> Input data:
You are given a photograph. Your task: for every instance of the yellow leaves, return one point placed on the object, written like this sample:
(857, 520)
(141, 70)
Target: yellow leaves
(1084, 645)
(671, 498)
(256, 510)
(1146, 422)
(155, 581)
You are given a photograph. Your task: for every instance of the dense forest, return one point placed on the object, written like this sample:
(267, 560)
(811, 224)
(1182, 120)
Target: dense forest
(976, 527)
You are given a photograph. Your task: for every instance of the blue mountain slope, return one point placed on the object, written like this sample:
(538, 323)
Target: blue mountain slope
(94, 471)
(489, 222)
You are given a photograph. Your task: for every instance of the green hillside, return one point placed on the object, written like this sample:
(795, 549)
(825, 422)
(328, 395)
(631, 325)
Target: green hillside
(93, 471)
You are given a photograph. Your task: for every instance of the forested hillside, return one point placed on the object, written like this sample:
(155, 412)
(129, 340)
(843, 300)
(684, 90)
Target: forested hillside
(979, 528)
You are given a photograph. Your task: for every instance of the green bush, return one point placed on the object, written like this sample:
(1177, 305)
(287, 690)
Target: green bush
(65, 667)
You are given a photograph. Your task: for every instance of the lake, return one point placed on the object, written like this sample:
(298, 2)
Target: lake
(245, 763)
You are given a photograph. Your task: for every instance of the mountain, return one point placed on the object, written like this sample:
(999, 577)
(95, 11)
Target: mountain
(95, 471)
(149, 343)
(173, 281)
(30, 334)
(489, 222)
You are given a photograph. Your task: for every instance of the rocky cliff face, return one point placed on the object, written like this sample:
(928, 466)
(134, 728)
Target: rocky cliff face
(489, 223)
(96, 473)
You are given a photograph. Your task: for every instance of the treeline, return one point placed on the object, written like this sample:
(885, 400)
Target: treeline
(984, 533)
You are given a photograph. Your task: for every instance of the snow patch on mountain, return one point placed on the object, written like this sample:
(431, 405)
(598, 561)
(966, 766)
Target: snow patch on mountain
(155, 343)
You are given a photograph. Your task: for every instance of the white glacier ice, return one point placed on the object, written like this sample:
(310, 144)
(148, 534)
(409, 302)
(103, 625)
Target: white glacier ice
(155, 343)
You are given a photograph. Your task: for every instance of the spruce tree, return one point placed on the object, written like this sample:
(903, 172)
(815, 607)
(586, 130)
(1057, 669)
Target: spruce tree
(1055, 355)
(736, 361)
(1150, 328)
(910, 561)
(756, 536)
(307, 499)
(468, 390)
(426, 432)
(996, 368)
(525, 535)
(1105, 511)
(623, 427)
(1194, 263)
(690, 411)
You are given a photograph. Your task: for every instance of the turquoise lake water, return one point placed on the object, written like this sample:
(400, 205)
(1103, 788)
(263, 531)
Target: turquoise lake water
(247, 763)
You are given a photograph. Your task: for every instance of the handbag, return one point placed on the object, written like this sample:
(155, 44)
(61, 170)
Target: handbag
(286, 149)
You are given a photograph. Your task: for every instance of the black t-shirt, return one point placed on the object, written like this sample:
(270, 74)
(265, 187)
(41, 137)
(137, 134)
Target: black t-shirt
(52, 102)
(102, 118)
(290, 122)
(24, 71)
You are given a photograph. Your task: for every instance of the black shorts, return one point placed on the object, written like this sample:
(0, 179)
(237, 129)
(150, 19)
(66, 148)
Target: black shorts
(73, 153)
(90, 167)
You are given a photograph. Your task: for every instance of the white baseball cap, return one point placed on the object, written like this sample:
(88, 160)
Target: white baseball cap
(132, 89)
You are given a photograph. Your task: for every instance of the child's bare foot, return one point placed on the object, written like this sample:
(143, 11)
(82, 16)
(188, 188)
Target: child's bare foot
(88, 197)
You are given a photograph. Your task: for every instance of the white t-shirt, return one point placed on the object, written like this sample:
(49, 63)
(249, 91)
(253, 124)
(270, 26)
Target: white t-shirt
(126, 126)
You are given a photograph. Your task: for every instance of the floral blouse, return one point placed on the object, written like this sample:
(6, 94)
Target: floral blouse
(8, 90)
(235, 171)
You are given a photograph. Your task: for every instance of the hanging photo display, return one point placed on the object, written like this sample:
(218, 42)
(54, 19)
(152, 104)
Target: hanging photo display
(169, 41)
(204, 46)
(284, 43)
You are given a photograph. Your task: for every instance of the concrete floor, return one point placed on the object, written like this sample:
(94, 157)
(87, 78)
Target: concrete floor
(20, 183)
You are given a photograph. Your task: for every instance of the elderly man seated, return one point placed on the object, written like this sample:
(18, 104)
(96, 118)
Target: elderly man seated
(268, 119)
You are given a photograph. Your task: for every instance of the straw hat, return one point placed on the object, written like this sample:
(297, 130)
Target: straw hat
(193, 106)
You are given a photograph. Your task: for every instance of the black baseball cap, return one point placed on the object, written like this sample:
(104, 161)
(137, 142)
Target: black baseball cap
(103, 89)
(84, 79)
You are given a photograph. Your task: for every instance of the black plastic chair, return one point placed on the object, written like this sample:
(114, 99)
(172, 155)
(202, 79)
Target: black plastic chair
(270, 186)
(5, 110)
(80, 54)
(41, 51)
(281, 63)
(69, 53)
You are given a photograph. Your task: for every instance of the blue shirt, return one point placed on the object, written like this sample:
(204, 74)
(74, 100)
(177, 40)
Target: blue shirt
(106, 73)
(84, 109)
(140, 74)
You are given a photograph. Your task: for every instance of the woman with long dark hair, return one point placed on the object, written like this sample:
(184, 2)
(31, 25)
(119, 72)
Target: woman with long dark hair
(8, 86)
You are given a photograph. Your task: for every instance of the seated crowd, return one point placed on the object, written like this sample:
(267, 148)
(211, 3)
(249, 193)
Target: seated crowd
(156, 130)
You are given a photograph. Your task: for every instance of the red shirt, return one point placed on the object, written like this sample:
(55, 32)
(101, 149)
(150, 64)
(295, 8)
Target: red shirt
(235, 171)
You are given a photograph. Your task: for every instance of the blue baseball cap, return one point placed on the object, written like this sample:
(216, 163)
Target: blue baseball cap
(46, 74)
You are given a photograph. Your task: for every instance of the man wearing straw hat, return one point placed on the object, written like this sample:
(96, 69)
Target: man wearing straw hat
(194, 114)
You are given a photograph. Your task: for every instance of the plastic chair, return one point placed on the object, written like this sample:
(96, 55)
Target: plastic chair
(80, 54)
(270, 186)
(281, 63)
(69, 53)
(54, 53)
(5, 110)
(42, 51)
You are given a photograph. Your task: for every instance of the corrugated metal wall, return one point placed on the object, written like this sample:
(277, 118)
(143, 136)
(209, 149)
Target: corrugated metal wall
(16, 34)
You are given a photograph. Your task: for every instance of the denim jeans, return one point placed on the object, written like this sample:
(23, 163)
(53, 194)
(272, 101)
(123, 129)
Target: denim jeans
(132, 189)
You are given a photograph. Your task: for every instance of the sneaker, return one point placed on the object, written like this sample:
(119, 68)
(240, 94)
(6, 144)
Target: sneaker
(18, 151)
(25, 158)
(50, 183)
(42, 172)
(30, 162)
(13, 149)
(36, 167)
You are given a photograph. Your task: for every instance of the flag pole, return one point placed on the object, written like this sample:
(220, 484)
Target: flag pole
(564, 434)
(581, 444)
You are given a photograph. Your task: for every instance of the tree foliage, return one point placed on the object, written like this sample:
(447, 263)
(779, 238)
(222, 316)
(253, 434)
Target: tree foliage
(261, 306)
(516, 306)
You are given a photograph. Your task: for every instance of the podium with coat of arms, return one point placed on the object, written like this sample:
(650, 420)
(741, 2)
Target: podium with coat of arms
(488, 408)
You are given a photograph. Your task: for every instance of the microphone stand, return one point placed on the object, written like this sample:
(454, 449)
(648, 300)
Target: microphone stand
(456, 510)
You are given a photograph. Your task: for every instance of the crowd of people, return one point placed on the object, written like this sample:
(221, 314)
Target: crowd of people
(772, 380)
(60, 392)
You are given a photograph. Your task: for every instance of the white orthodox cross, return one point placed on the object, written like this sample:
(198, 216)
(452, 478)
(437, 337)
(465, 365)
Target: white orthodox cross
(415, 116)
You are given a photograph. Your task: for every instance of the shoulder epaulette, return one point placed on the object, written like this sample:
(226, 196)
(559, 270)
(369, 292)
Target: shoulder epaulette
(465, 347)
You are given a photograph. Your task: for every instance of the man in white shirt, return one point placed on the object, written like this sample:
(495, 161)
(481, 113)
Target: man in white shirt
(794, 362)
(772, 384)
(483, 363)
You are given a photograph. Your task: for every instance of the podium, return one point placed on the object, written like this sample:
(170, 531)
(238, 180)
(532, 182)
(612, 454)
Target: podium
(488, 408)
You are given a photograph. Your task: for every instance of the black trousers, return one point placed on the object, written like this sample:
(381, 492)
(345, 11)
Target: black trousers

> Directions:
If a line in the data above holds the string "trousers", report that line.

> Problem solution:
You are given a photograph. Your task: for every instance of the black trousers, return one point placed on the object, written like this sample:
Target: black trousers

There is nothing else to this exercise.